- TASK INSTRUCTIONS
Please update the records from the first line through the line that contains "[867,142,909,185]", changing "bounding box" to "rectangle" and keeping everything else the same. Leave the pictures out of your answer.

>> Begin DATA SHOWN

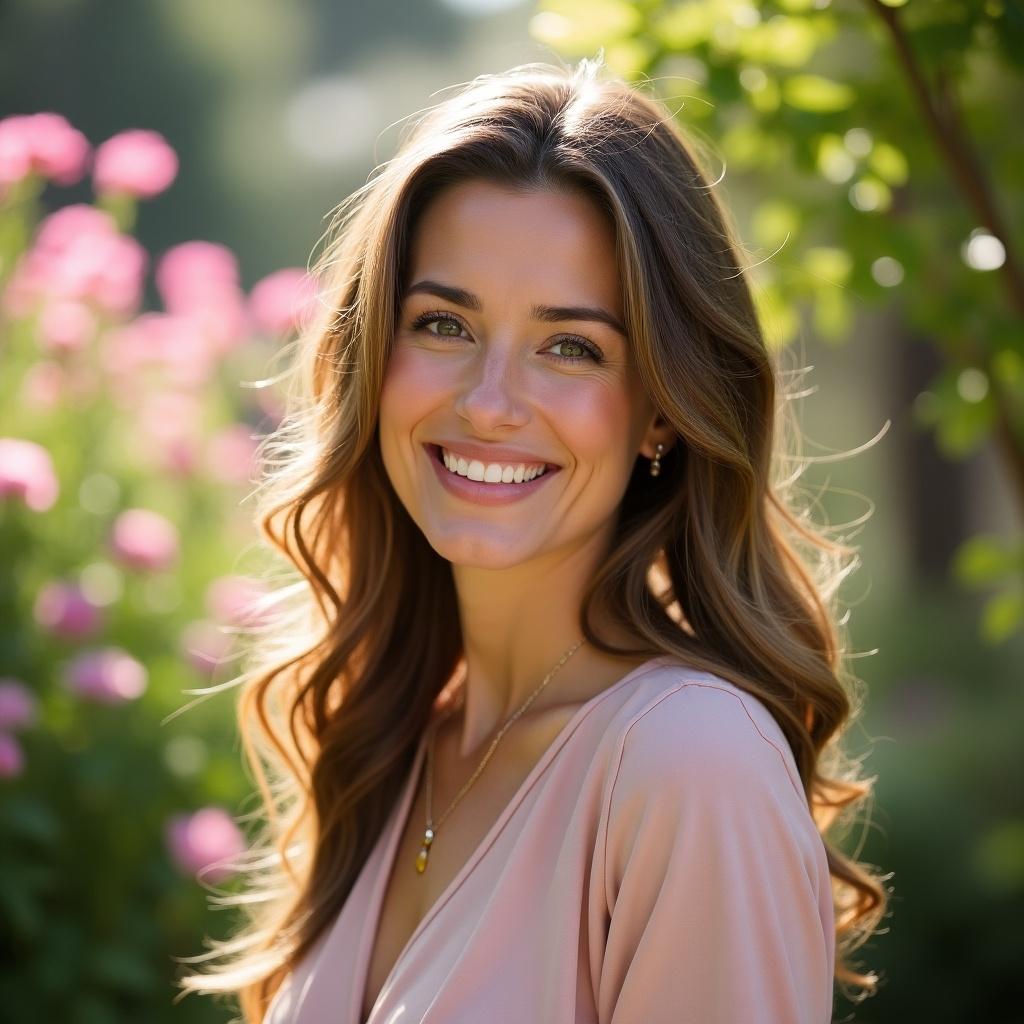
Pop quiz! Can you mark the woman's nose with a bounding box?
[455,345,526,433]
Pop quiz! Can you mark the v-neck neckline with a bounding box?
[356,654,671,1024]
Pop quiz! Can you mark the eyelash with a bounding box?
[412,310,604,362]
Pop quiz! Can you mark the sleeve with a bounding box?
[597,683,835,1024]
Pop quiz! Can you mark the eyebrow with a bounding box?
[403,281,629,338]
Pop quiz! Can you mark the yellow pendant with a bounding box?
[416,828,434,874]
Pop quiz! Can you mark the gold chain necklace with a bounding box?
[416,637,586,874]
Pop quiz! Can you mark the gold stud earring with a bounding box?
[650,443,665,476]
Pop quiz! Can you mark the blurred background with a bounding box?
[0,0,1024,1024]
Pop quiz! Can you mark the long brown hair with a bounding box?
[179,59,887,1024]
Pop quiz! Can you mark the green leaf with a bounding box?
[752,199,801,252]
[751,281,800,349]
[804,246,853,285]
[651,3,715,50]
[981,590,1024,643]
[972,819,1024,892]
[814,288,852,341]
[782,75,856,114]
[953,535,1021,587]
[738,14,820,68]
[867,142,909,185]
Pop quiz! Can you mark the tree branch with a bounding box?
[867,0,1024,513]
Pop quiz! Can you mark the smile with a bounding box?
[424,444,558,505]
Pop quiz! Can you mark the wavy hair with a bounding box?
[178,56,888,1024]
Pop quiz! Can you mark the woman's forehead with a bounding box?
[409,181,622,319]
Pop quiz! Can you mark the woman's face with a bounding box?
[379,180,653,568]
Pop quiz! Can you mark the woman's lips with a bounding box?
[424,444,558,505]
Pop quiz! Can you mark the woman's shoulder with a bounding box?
[605,657,804,799]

>> End DATA SHOWN

- FINAL RESULT
Pop quiz! Can you mark the woman's nose with a rectangle?
[455,345,526,433]
Pop quiz! Can you mark the v-neck neckline with a rectangle?
[356,654,671,1024]
Pop quiz! Can you mark the eyelash with a rectangle?
[412,310,604,362]
Pop quiz! Can you mark the sleeve with a rectangle?
[597,683,835,1024]
Pop quiz! Can you mark the eyebrow with a rectangle?
[403,281,629,338]
Pop quiz! Can you mark the yellow pendant with a rectangle?
[416,828,434,874]
Pop quiz! Can you mark the gold chain necklace with a rectangle?
[416,637,586,874]
Pop quiz! Can you mark the gold stud earring with a rectangle?
[650,443,665,476]
Pop quiz! Can you mark the blurred background with a rectangle?
[0,0,1024,1024]
Pop quiz! Can you mark the long brown hair with a rectangle?
[179,59,887,1024]
Pop quiz! Can you mark the green leaf with a rectangle?
[752,199,801,252]
[751,281,800,349]
[804,246,853,285]
[651,3,715,50]
[981,590,1024,643]
[972,819,1024,892]
[814,288,852,341]
[782,75,856,114]
[953,535,1021,587]
[738,14,820,68]
[867,142,909,185]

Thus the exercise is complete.